■ Set task A
According to the death penalty passage, what national error rate did the review of death penalty judgments find?
■ Set task B
Reproduce the part of the death penalty passage starting at "A review of" and ending at "and wrongful death.".

■ Text provided
+===+
Mounting evidence of a flawed death penalty system is worth reviewing:
For every execution carried out in California in the past 15 years, seven death sentences were set aside because of judicial errors, according to a newspaper study. Judges, prosecutors, even defense lawyers are making mistakes.
A Columbia University study, “A Broken System, Part II: Why There Is So Much Error in Capital Cases, and What Can Be Done About It,” concludes that the nation’s death penalty system is “collapsing under the weight” of errors.
A review of death penalty judgments over a 23-year period found a national error rate of 68 percent. We’re getting it wrong two out of every three times.
That’s why Salinas residents should applaud the bold stand taken by their city council members for a moratorium. It’s not taken for or against the death penalty, but in support of an immediate halt to injustice and wrongful death.
Of the 50 states, California has the most inmates on death row — 600. Ten inmates have been executed since the state reinstituted the death penalty in 1978. Five Monterey County convicts are now on death row.
Arguably, some of these inmates deserve to be there and, as the evidence shows, some of them don’t. California’s execution process is replete with errors and inconsistencies. Gov. Gray Davis, who supports the death penalty, is being urged to call for a moratorium. He must abide by the will of reasonable citizens — and city councils — who may disagree with him but who see the need for action.
Moratorium supporters cross the political spectrum from liberal to moderate to conservative. The moratorium campaign was launched in January 2002 when Illinois Republican Gov. George Ryan stopped executions there.
In Salinas, the City Council has shown the political courage to join the chorus of voices that say there is no room for error when carrying out the death penalty.
For that, give them credit for doing the right thing — urging a halt to executions until a broken system is fixed.
+===+
■ Stored records

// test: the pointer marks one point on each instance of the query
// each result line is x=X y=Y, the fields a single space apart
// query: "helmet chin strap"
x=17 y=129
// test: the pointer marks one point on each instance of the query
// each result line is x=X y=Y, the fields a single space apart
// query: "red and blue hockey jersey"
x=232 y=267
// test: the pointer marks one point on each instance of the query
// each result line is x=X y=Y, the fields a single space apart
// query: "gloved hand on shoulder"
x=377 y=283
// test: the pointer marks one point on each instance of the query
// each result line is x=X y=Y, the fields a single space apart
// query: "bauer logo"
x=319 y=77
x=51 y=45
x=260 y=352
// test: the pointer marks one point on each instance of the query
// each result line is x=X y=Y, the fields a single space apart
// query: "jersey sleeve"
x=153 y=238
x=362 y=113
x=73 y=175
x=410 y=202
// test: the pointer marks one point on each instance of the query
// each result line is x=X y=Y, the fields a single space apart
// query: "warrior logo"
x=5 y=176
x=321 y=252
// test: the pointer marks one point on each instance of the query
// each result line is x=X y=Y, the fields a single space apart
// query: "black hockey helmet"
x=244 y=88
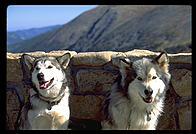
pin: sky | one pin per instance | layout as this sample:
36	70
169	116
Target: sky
20	17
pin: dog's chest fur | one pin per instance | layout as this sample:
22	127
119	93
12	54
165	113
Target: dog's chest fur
132	116
40	117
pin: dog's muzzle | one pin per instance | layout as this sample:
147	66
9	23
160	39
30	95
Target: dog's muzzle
42	83
148	98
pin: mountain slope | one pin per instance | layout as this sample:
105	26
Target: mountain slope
119	28
20	35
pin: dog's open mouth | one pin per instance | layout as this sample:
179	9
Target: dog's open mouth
147	99
45	84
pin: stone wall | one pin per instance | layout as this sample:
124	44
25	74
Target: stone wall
91	74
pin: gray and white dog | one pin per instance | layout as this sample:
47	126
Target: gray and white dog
48	106
136	99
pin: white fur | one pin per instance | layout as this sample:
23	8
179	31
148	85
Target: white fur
131	113
39	115
40	110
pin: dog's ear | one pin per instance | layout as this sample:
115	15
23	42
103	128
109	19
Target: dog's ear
28	60
125	65
64	60
163	61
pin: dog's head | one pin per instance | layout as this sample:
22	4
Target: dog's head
47	73
152	77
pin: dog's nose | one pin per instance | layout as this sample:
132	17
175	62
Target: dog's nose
148	92
40	76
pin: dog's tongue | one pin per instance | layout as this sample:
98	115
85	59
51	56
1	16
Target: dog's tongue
44	85
149	99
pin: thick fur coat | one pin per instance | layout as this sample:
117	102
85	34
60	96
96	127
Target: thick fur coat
136	99
48	106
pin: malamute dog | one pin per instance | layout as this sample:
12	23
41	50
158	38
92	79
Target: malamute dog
136	99
48	106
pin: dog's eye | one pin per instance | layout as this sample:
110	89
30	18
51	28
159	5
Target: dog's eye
139	78
154	77
37	68
49	67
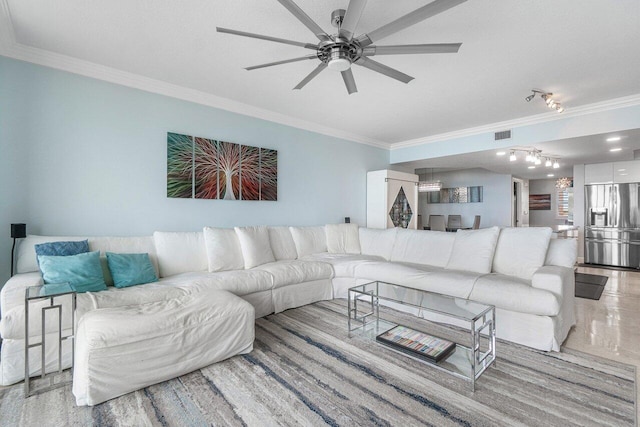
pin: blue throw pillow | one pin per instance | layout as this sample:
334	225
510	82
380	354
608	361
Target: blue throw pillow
81	271
61	248
131	269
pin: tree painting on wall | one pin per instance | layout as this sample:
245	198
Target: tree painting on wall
229	164
179	165
210	169
206	169
250	173
268	174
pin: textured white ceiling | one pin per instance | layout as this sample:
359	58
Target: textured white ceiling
570	151
583	51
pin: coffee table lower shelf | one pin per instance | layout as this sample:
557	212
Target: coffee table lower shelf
459	363
476	319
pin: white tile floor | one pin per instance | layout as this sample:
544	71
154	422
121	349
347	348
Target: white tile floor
610	327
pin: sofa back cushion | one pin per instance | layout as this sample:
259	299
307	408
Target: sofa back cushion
282	243
473	250
521	251
309	240
423	247
562	253
180	252
254	242
377	242
342	238
223	249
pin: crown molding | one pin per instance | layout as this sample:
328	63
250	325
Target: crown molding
10	48
597	107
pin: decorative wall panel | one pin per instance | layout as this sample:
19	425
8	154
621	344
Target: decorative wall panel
209	169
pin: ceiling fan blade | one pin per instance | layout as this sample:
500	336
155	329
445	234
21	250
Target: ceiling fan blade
304	18
349	81
418	15
311	75
409	49
269	38
286	61
383	69
351	18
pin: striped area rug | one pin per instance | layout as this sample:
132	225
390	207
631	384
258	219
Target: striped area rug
304	370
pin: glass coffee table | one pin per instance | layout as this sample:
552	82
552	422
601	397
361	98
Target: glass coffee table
466	360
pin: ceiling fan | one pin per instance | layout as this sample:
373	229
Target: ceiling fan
339	51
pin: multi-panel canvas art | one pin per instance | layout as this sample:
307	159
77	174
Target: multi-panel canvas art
209	169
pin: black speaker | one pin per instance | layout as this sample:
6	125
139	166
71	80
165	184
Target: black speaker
18	231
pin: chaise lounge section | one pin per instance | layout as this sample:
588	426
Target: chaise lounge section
522	271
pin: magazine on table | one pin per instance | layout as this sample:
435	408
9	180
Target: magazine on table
415	342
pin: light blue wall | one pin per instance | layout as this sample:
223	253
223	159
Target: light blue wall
89	158
13	163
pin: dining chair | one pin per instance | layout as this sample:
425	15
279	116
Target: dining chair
454	222
436	223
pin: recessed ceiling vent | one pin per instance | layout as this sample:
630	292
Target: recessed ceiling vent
504	134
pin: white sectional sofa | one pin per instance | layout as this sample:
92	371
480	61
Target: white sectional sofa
522	271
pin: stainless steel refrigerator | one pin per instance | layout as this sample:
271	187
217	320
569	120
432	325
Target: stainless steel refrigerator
612	231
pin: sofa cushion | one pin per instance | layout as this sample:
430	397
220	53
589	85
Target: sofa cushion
293	272
342	239
238	282
130	269
223	249
521	251
423	247
343	264
254	242
82	271
473	250
179	252
377	242
129	348
514	294
309	240
282	243
562	253
433	279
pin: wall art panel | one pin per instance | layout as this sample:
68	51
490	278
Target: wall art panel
268	174
249	173
179	165
210	169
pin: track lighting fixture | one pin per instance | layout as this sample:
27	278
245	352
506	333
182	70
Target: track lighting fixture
533	155
547	97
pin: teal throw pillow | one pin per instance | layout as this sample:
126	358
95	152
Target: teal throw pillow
81	271
61	248
131	269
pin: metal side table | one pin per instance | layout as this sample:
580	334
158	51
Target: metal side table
39	293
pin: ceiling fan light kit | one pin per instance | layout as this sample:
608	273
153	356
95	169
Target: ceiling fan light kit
339	51
547	97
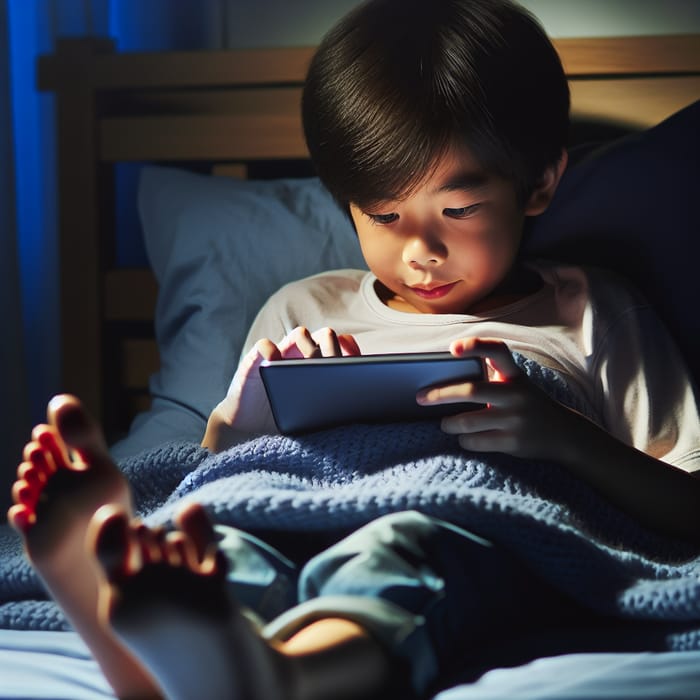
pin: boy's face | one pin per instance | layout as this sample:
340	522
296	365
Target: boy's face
447	246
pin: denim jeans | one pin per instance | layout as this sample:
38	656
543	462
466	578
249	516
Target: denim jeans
427	590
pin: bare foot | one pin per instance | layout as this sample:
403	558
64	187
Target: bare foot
66	475
166	599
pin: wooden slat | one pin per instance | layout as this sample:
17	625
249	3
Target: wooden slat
590	56
129	295
180	68
210	137
140	359
678	53
238	171
637	103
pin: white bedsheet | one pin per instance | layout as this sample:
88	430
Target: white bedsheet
+===+
■ Full solution A
68 percent

■ Full solution B
A review of death penalty judgments over a 23-year period found a national error rate of 68 percent. We’re getting it wrong two out of every three times.
That’s why Salinas residents should applaud the bold stand taken by their city council members for a moratorium. It’s not taken for or against the death penalty, but in support of an immediate halt to injustice and wrongful death.